● **What you should do**
In the listing below, switch "ground" to "soil" in the stretch from the line containing "Note: indicate the distant" through the line containing "<point>197,218</point>", and write out only those lines with nothing else altered.

● **Records provided**
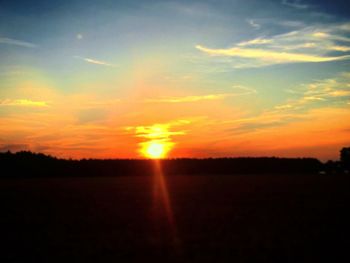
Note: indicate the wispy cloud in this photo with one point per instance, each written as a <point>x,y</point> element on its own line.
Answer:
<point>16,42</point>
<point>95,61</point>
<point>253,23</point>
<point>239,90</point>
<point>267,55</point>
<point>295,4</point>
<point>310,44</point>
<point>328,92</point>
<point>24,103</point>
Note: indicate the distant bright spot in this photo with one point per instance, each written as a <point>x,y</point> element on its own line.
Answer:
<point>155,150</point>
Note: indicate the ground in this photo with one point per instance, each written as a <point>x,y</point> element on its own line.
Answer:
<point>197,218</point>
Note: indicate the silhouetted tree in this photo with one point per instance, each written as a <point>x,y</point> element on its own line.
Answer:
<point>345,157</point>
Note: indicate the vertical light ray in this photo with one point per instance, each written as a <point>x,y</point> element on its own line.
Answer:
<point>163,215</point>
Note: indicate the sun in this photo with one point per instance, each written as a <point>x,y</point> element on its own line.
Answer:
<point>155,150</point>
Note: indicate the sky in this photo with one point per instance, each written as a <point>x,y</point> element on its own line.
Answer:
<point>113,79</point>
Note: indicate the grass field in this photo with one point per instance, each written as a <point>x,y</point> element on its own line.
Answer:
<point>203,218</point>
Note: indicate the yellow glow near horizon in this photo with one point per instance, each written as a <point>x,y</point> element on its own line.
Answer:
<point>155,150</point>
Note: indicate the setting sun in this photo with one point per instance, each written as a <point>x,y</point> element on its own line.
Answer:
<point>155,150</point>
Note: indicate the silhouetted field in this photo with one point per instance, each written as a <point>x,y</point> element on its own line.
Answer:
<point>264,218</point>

--

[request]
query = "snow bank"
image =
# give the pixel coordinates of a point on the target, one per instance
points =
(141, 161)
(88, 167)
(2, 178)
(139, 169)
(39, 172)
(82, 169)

● **Response to the task**
Note: indicate the distant bright spot in this photo with one point per instance, each written as a <point>x,y</point> element on its own line.
Answer:
<point>155,150</point>
Note: indicate the soil in this photo with one point per instance, each written as a <point>x,y</point> element on its own line.
Answer:
<point>197,218</point>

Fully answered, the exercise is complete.